TEXT SECTION:
After discussing the huge growth in passenger numbers on the railway in recent years, and in freight tonnage, McLoughlin told the assembled factory workers, officials and journalists: “The only trouble with growth like that is it does put tremendous pressure on the railways, on the rail operators, and on Network Rail.”

He spoke of a site visit to Belper early last year to see Network Rail’s high output ‘factory train’ Track Relaying System in action (RTM’s own detailed article and site visit to see the TRS2 system working can be found in our Dec 2012 / Jan 2013 edition, p28-29) and the huge amount of sleepers it needs to do its job.

In an interview with RTM after the ceremony, McLoughlin said: “It’s very impressive and it’s just another sign of the investment that’s going on into the railways.

“It is good news. The important thing is to make sure the sleepers we’re getting are up to a high standard and specification, and
quality. This is very welcome indeed. I’m very pleased to be here at Doncaster to see this new plant.”

He praised the factory workers and Network Rail itself, saying the general public sometimes forget how important the railway infrastructure is to the running of trains.

The factory

The new facility, located on the former Woodyard site near Ten Pound Walk in Doncaster, will employ around 45 people. Its general manager, Peter Heubeck, said the site clearance and construction cost around £6.5m, plus another £6m for the manufacturing equipment inside.

sleeper factory layout

J F Finnegan of Sheffield was the design and build contractor on behalf of Trackwork Moll (itself building the factory on behalf of
Network Rail); Race Cottam Associates of Sheffield were project architects and the Doncaster office of Hannah Reed were the consulting civil engineers.

Heubeck told RTM that tests are still ongoing but the factory is now “almost” at the point of making perfect test sleepers. But it’s a long process, because the test sleepers need to attain their 28-day strength after casting, and then one of the tests – the cyclic loading test to simulate many thousands of passages of trains over a sleeper – takes a further three weeks.

Network Rail’s original announcements suggested the factory would be delivering sleepers for the network by spring 2013, but it won’t actually be until February 2014.

David Millar, projects manager in Network Rail NDS’s Enhancements team, told RTM: “Planning and getting the contracts agreed took longer than expected and, now that the construction is complete, the works to make sure that the sleepers are perfect is taking a little longer than expected. The factory is producing sleepers but is still a short time away from receiving product acceptance.”

Although the basic production method is tried-and-tested, the new factory automates many more processes to make it more efficient – meaning lower sleeper prices for Network Rail. There’s also been “real technical improvement” in two areas, Heubeck said – more accurate measuring of the tension load on each individual steel strand through the sleepers (there are six or eight tensioned strands depending on the sleeper type), and the new 3D measuring equipment in the factory’s own lab.

McLoughlin was shown how this equipment works, and Heubeck called it “so much more accurate than previous ways of doing it…it’s a real step forward.”

DATASET CONTENT:
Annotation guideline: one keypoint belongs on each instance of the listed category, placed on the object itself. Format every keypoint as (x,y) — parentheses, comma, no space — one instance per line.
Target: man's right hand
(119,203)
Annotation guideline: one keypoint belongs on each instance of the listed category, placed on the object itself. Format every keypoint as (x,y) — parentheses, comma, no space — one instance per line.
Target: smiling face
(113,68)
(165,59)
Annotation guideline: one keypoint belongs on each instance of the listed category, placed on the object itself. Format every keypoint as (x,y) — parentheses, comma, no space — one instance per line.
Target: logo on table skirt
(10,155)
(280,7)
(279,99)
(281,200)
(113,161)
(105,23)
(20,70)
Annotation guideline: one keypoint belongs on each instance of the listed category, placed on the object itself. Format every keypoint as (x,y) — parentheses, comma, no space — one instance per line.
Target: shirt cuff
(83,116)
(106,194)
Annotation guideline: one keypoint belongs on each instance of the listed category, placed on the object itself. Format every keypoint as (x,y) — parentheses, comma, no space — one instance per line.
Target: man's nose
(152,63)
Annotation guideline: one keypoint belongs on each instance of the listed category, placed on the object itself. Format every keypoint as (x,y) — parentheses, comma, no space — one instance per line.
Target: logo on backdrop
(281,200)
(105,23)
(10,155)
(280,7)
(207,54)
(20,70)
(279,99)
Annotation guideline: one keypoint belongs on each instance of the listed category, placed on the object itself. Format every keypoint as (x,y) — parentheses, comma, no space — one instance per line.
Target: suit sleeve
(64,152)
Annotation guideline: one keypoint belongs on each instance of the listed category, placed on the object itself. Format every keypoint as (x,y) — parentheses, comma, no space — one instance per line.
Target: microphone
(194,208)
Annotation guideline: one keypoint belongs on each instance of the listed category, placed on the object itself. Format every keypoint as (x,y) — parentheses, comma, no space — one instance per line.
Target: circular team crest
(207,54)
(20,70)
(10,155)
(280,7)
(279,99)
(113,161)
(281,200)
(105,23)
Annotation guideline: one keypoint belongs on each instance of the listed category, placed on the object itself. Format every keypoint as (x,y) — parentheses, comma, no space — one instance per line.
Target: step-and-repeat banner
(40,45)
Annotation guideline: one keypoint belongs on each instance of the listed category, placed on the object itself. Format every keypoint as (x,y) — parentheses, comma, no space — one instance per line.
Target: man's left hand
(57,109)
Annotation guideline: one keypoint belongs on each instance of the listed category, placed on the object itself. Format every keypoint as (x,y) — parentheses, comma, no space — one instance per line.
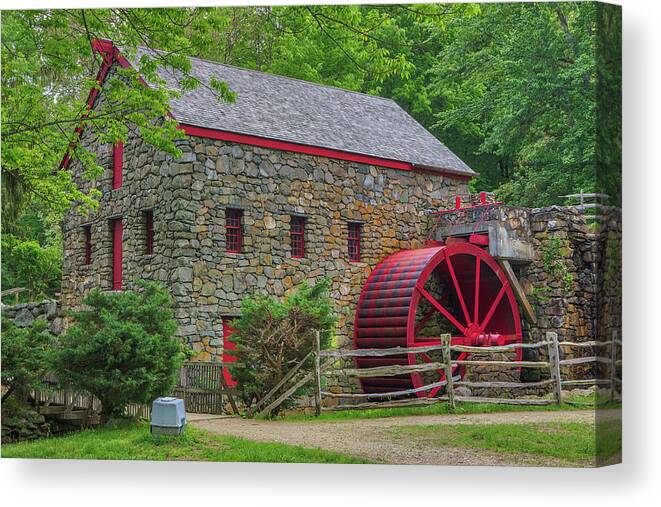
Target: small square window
(355,233)
(149,232)
(297,236)
(233,230)
(87,233)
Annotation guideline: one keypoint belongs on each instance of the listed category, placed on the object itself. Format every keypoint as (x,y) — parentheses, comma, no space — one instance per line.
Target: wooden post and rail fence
(200,384)
(203,388)
(553,365)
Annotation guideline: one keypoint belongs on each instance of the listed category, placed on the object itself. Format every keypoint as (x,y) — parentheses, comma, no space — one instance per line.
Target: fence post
(554,364)
(317,374)
(447,359)
(613,364)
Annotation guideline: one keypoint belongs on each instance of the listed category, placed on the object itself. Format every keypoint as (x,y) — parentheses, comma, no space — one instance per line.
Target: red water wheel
(414,296)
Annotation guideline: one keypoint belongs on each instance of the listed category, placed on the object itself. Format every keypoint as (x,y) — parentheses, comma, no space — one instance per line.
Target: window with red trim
(297,236)
(355,232)
(117,165)
(228,347)
(87,231)
(149,232)
(233,230)
(117,253)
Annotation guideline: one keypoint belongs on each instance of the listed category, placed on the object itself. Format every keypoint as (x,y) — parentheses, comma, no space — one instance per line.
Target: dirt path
(373,439)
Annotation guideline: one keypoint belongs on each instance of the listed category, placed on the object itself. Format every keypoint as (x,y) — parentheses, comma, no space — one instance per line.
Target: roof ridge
(280,76)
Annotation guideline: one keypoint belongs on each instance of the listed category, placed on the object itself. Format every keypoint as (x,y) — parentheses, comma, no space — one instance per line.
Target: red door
(117,253)
(228,346)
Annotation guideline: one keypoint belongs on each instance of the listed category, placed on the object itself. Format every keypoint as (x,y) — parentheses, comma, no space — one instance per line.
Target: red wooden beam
(112,55)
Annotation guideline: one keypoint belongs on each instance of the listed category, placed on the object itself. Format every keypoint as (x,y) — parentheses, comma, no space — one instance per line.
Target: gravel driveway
(373,439)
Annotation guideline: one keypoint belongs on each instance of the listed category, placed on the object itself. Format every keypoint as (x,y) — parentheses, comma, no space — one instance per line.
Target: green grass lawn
(443,408)
(132,441)
(574,443)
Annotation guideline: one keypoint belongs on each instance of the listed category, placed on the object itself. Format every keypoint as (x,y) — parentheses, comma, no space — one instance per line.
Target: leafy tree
(25,357)
(28,264)
(121,348)
(520,80)
(273,336)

TASK DESCRIPTION:
Answer these questions from the article on the Doncaster sleeper factory.
1. About how many people will the new facility employ?
2. In what month and year will the factory actually start delivering sleepers for the network?
3. How long does the cyclic loading test take?
The records aren't needed for this work.

THE ANSWER:
1. Around 45 people.
2. February 2014.
3. A further three weeks.